**Your objective:** Count each line below that has the word "bright" in it, and give only the total.
BEGIN Exercise data
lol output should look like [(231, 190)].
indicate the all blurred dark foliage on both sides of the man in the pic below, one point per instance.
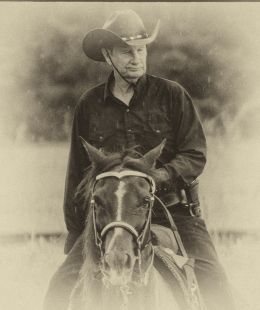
[(204, 60)]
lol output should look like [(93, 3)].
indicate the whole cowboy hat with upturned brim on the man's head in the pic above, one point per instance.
[(121, 27)]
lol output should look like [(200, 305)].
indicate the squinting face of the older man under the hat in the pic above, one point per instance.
[(130, 61)]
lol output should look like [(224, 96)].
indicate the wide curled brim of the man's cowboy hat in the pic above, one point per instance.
[(100, 38)]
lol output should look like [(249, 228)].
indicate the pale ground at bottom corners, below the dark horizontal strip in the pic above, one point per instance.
[(26, 268)]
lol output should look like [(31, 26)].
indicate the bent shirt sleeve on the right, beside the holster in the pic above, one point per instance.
[(190, 141)]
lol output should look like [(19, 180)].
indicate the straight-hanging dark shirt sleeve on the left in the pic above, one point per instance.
[(77, 163)]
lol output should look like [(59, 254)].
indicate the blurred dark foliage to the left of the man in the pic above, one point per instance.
[(60, 72)]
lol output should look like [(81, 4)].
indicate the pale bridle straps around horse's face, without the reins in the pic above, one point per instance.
[(139, 238)]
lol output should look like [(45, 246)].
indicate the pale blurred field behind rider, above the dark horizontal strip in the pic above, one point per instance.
[(33, 176)]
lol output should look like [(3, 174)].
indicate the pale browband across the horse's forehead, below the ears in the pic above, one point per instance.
[(127, 173)]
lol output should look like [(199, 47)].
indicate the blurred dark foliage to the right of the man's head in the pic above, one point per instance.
[(207, 65)]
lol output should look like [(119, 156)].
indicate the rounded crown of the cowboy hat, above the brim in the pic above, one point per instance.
[(125, 24)]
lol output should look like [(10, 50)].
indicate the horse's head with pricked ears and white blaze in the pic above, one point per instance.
[(121, 201)]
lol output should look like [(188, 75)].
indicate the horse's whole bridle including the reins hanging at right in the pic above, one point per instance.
[(140, 237)]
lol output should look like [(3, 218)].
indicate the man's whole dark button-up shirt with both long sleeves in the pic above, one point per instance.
[(158, 109)]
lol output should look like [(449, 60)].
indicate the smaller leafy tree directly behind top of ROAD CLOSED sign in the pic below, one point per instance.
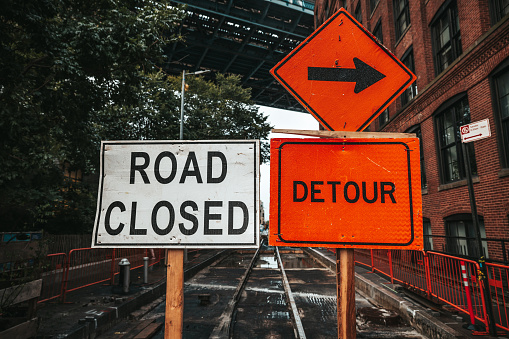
[(219, 109)]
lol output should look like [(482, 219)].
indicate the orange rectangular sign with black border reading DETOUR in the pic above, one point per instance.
[(346, 193)]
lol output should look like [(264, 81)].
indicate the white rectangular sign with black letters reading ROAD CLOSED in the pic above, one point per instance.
[(178, 194)]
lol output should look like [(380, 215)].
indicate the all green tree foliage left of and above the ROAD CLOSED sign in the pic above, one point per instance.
[(73, 73)]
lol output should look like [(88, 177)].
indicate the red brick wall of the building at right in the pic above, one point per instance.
[(484, 48)]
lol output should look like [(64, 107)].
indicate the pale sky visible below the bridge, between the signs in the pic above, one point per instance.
[(281, 119)]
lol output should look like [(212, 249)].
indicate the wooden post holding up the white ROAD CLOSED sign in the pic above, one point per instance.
[(174, 315)]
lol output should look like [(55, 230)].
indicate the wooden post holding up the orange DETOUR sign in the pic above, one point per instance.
[(345, 278)]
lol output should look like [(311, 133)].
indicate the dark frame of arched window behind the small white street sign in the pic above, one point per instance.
[(438, 116)]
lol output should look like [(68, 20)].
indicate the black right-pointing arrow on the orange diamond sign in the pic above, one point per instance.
[(363, 75)]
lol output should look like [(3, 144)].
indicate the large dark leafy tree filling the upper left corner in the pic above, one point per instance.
[(60, 61)]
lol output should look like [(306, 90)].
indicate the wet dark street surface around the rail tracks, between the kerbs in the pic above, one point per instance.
[(263, 310)]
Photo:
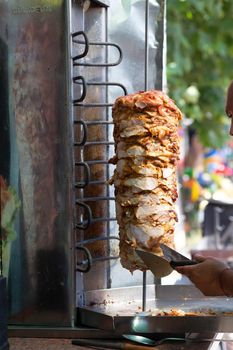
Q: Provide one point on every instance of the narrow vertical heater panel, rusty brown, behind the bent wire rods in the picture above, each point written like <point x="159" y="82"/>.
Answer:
<point x="92" y="21"/>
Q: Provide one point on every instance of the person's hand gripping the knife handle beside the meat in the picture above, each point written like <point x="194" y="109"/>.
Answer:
<point x="205" y="275"/>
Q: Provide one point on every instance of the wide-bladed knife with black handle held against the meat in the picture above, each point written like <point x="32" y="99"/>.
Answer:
<point x="160" y="266"/>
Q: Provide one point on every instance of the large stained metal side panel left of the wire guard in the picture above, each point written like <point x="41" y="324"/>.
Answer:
<point x="40" y="275"/>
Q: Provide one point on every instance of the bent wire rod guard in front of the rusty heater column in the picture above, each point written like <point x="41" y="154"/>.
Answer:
<point x="84" y="216"/>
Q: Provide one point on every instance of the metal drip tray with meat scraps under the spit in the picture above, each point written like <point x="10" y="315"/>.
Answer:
<point x="126" y="316"/>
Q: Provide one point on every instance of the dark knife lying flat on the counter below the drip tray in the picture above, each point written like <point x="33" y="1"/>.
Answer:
<point x="109" y="344"/>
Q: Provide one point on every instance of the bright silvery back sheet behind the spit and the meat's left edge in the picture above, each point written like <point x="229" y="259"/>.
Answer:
<point x="141" y="36"/>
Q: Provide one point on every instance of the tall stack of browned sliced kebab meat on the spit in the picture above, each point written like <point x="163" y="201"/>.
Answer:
<point x="147" y="151"/>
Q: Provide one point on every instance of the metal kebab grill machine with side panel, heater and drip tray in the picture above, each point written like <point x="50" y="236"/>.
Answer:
<point x="66" y="63"/>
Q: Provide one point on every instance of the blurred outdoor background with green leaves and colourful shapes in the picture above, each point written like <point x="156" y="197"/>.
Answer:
<point x="199" y="70"/>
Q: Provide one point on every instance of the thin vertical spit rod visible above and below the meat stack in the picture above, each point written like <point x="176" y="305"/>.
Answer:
<point x="146" y="88"/>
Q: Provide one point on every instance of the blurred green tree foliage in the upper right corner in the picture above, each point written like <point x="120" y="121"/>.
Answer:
<point x="200" y="54"/>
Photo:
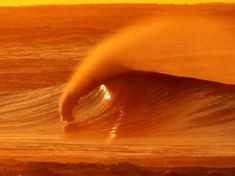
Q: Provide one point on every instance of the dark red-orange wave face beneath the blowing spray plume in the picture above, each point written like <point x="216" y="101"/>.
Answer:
<point x="140" y="104"/>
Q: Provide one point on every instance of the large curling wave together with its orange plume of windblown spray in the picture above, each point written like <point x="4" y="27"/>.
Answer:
<point x="163" y="76"/>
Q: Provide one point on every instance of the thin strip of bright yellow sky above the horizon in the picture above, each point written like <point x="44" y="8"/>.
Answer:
<point x="42" y="2"/>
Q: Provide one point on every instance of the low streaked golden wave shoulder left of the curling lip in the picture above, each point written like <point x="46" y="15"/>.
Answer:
<point x="31" y="110"/>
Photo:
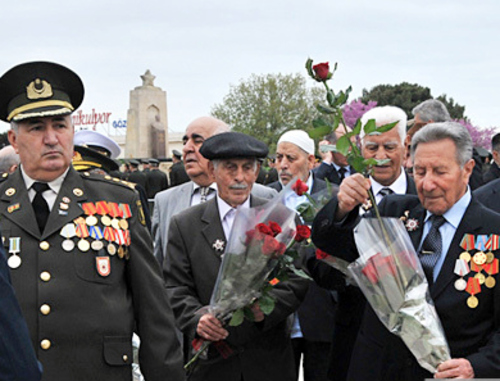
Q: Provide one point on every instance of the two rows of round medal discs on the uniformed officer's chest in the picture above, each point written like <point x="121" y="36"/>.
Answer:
<point x="97" y="245"/>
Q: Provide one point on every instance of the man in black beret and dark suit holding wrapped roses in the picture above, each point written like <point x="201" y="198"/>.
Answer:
<point x="261" y="350"/>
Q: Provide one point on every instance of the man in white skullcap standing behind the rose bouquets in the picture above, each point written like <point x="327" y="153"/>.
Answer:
<point x="313" y="324"/>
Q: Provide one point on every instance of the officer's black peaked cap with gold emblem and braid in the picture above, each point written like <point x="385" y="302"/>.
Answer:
<point x="39" y="89"/>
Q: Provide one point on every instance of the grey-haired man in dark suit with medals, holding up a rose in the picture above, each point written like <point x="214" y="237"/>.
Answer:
<point x="444" y="213"/>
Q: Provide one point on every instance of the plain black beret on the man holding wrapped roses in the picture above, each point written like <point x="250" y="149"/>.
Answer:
<point x="230" y="145"/>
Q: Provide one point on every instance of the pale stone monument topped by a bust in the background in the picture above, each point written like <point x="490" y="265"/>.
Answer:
<point x="147" y="128"/>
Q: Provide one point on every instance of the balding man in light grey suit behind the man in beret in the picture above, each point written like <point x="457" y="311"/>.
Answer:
<point x="201" y="187"/>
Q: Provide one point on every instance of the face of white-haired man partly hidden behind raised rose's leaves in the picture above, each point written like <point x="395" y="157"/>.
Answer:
<point x="385" y="146"/>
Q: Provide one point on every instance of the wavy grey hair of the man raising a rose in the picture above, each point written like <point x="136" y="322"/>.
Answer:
<point x="447" y="130"/>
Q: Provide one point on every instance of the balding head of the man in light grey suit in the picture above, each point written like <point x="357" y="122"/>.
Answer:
<point x="197" y="132"/>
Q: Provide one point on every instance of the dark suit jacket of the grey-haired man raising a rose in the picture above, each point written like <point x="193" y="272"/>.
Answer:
<point x="471" y="333"/>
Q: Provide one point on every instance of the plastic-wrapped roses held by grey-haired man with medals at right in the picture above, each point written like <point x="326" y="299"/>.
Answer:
<point x="390" y="275"/>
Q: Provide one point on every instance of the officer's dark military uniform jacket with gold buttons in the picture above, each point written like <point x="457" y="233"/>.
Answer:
<point x="80" y="319"/>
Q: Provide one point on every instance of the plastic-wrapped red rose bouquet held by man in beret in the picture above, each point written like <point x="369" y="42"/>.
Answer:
<point x="255" y="259"/>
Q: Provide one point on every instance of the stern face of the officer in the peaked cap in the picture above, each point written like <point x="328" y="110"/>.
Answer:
<point x="44" y="145"/>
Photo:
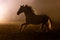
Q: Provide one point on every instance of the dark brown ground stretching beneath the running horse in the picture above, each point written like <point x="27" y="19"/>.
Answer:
<point x="12" y="32"/>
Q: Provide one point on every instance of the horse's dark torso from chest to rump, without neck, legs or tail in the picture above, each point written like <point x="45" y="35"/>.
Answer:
<point x="37" y="19"/>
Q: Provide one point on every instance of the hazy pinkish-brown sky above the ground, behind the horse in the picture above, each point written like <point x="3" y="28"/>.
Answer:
<point x="9" y="8"/>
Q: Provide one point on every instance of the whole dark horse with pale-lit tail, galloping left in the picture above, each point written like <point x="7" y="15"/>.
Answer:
<point x="31" y="18"/>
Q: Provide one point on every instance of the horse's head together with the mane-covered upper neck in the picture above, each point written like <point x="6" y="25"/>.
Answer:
<point x="27" y="9"/>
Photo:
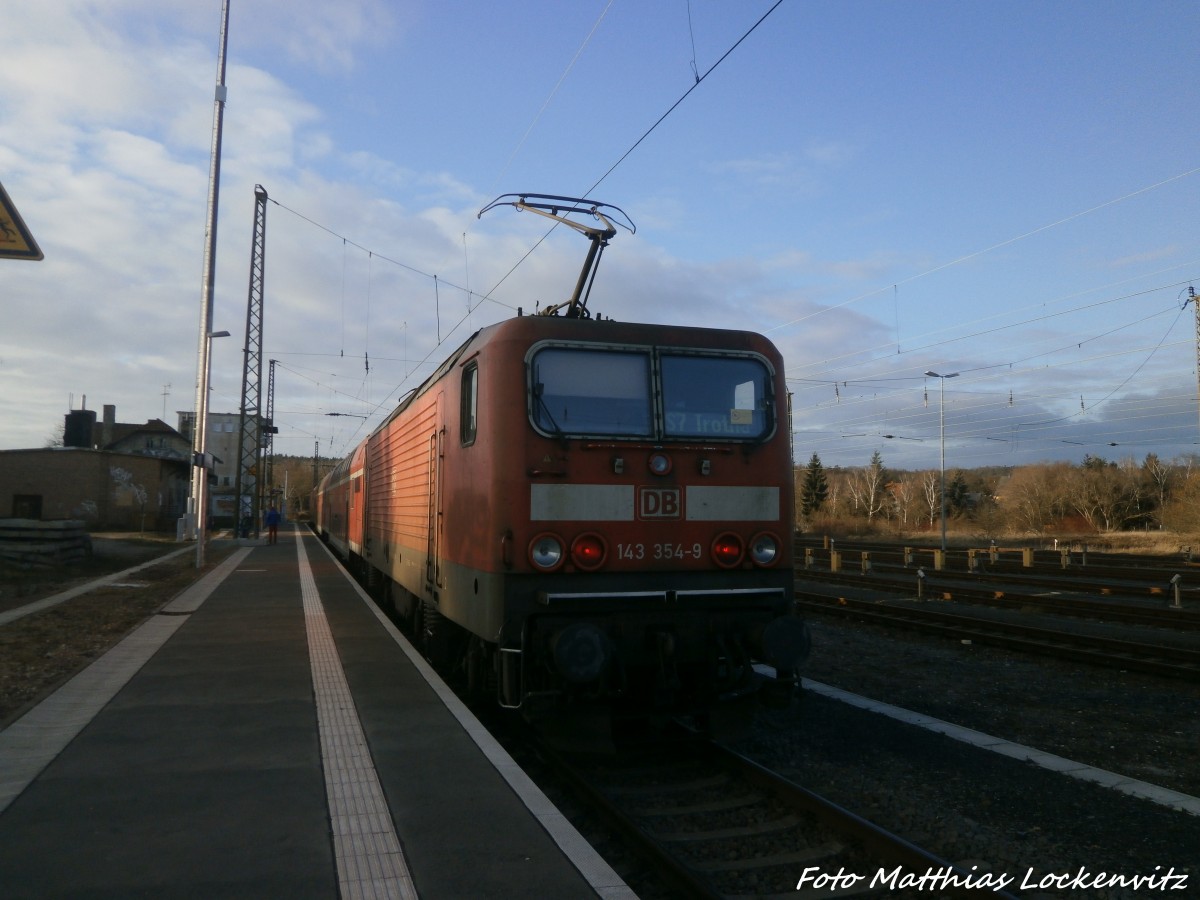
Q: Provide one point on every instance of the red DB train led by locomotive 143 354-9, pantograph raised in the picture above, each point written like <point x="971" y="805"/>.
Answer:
<point x="584" y="515"/>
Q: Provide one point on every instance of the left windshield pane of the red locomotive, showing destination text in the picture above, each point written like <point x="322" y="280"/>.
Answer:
<point x="579" y="392"/>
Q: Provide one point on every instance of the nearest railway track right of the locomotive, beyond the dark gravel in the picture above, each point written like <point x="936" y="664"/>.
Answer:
<point x="1153" y="658"/>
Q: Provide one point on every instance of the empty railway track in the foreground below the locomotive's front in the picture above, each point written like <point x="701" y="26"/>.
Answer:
<point x="717" y="825"/>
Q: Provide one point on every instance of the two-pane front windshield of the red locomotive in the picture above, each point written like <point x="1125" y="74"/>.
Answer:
<point x="650" y="394"/>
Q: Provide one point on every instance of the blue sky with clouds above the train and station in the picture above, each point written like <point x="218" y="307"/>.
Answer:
<point x="1007" y="191"/>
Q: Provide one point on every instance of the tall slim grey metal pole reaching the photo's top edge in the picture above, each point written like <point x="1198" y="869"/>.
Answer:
<point x="201" y="427"/>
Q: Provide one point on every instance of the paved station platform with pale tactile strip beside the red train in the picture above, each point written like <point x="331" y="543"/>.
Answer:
<point x="271" y="735"/>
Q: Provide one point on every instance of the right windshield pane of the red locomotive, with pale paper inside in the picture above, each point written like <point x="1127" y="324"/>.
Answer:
<point x="716" y="398"/>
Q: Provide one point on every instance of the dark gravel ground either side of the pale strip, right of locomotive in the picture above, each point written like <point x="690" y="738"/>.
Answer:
<point x="980" y="809"/>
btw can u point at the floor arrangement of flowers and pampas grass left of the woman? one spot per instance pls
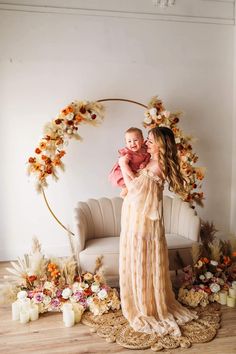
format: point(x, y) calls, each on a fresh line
point(51, 283)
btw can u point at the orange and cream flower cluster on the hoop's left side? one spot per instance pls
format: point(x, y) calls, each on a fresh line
point(51, 148)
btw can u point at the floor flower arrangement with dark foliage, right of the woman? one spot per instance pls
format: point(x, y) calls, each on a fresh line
point(209, 275)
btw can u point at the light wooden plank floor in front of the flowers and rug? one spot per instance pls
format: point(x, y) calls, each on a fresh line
point(48, 335)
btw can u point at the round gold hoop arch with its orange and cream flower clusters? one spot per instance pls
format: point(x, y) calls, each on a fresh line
point(60, 130)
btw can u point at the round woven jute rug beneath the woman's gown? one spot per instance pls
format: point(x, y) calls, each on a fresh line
point(115, 328)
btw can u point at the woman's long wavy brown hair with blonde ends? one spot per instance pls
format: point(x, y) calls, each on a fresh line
point(169, 160)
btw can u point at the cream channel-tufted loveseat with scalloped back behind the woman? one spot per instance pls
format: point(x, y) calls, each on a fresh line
point(98, 228)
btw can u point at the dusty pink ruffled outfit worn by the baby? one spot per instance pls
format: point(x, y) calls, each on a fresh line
point(135, 160)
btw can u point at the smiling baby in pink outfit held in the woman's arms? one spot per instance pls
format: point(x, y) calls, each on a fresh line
point(138, 157)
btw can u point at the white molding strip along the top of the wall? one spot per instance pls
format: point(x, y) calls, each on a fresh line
point(201, 11)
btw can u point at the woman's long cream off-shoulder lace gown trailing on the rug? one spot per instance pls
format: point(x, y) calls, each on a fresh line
point(147, 298)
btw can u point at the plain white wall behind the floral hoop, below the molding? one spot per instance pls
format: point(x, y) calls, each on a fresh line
point(50, 59)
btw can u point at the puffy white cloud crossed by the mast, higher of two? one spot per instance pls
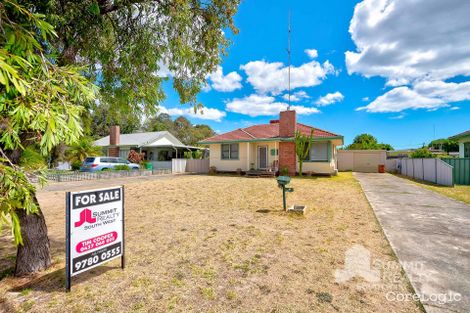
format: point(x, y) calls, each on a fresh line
point(273, 77)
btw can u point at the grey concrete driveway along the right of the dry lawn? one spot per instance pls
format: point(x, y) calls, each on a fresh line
point(430, 234)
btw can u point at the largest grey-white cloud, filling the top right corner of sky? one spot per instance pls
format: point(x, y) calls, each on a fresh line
point(410, 39)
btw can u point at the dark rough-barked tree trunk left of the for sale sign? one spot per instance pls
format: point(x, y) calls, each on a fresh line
point(34, 255)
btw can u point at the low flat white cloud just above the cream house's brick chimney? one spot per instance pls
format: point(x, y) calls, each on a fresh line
point(257, 105)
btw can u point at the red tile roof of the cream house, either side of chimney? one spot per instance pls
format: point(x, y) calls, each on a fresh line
point(265, 131)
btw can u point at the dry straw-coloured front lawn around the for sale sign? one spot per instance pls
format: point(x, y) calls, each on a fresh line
point(220, 244)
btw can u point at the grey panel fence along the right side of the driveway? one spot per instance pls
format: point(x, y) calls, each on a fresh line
point(431, 170)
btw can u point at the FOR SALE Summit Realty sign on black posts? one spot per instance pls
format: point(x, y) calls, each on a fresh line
END Exercise data
**Written solution:** 2